- **Passage to read**:
────────────────────
But as they noted, not everyone has the means to set up a high-quality HEPA filter to clean the air in their home, workplace or school.

Idaho’s wildfire activity increased over the hot, dry summer

States like California and Oregon have experienced untold human devastation from wildfires in recent years — people injured and killed, homes burned and entire towns displaced.

But when it comes to sheer wildfire activity, Idaho has become the acres-burned capital of the continental U.S.

Fire season now regularly brings unhealthy air conditions to Idaho and to its neighbors downwind of the blazes.

Idaho’s wet spring delayed the start of the fire season, but fire danger and activity picked up over the hot, dry summer. 

So far this year in Idaho, 347,871 acres have burned, Idaho Department of Lands Director Dustin Miller told the Idaho Board of Land Commissioners on Tuesday morning at the Idaho State Capitol in Boise.

That figure includes federal, state and private land.

“August was certainly much warmer than average, and fire size and frequency increased throughout the month,” Miller said.

The Idaho Board of Land Commissioners is made up of Idaho’s governor, secretary of state, attorney general, superintendent of public instruction and state controller. The board’s job is to provide direction to the Idaho Department of Lands for managing more than 2.5 million acres of state endowment lands in Idaho.

One of the issues now is that many seasonal firefighters have returned to school, Miller told the land board. Firefighters are sometimes college students who take on wildland firefighting as a summer job. 

On state lands managed by the Idaho Department of Lands, the state has been turning to some non fire staff to help pitch in with fire suppression efforts when they can, he said.
────────────────────
- **Raw data**:

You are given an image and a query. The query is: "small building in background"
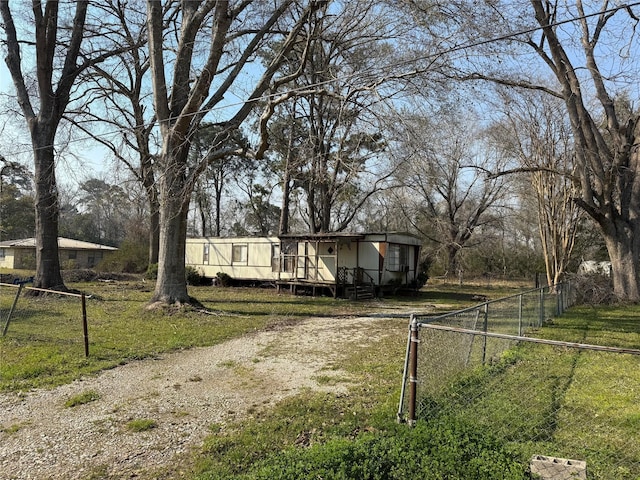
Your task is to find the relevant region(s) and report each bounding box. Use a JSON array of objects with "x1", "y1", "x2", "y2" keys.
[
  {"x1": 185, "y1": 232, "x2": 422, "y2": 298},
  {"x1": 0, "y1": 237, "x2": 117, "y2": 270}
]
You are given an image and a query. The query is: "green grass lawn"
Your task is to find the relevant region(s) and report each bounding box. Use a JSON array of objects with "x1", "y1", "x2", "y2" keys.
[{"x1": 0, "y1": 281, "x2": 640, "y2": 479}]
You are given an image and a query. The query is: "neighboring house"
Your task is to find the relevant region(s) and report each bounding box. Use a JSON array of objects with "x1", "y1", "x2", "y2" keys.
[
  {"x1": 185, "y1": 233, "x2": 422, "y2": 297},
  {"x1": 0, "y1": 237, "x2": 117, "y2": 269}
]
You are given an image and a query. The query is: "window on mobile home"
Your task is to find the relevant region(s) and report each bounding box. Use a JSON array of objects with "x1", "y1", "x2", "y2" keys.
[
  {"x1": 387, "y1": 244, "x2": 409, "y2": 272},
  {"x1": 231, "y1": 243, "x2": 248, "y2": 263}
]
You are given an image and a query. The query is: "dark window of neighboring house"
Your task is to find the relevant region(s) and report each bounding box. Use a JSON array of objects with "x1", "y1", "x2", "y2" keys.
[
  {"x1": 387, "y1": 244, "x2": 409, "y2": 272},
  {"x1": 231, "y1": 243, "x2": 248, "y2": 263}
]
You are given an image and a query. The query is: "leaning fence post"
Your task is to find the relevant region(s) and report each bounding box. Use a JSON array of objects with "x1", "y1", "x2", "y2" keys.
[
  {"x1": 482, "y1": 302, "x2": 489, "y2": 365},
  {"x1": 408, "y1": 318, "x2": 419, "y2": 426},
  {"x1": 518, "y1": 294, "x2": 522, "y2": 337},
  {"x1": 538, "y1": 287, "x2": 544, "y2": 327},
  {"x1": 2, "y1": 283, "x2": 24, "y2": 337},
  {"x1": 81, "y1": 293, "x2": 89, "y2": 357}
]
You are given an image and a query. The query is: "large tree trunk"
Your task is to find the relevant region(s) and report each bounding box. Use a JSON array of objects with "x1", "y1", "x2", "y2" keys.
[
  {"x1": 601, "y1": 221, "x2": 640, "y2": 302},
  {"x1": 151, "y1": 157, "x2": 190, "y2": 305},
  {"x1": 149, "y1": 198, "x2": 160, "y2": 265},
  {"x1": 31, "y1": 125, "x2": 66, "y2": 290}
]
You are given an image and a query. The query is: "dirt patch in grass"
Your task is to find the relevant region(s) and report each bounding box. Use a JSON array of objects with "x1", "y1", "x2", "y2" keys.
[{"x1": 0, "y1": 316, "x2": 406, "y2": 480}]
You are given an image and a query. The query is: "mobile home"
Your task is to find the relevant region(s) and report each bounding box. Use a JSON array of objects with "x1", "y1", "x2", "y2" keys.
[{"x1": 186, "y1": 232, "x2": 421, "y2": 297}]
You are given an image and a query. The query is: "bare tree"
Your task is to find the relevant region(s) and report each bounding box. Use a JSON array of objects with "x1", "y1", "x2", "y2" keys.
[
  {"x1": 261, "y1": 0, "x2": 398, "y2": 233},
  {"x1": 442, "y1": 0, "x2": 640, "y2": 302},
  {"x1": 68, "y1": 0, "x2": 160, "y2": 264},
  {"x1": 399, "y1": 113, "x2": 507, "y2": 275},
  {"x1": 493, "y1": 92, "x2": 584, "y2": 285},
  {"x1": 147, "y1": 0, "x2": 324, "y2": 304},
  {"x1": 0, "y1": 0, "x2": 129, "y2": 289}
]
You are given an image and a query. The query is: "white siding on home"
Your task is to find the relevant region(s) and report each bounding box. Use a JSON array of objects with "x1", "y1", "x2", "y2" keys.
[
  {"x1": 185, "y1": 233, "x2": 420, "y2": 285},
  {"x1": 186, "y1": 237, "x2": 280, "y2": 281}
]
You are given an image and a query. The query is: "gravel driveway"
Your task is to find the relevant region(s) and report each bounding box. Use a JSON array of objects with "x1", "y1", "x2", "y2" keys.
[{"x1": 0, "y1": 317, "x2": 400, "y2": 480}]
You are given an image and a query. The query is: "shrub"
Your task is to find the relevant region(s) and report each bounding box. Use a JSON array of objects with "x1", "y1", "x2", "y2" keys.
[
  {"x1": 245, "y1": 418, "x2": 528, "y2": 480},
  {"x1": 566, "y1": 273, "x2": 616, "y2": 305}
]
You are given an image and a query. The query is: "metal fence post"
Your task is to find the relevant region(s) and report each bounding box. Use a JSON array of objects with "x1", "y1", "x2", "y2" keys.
────────────────────
- **What you will do**:
A: Write out the part of the Idaho wildfire passage starting with "Fire season now" and going on through "hot, dry summer.".
B: Carry on the Idaho wildfire passage from its final sentence.

- **Answers given**:
A:
Fire season now regularly brings unhealthy air conditions to Idaho and to its neighbors downwind of the blazes.

Idaho’s wet spring delayed the start of the fire season, but fire danger and activity picked up over the hot, dry summer.

B:
“Resources have been stretched thin, but we are now getting some relief with cooler temperatures and some scattered precipitation,” Miller said. “High fire danger still remains in many parts of the state, but shortening days and improved conditions are assisting our firefighting efforts.”

The largest fire in Idaho this year is the Moose Fire, which is located on the Salmon-Challis National Forest just outside Stanley and has burned more than 130,000 acres since July 17. The fire was human-caused, according to the National Wildfire Coordinating Group’s Incident Information System report. As of Tuesday, fire officials reported that 51% of the perimeter of the Moose Fire was contained. However, they did not expect to have the fire fully contained until Oct. 31.

On Tuesday, the Boise-based National Interagency Fire Center reported that there are 38 large wildfires burning in Idaho, the most in the country. Officials with the fire center reported there were also 27 large fires burning in Montana, 13 large fires in Washington and six large fires in both California and Oregon.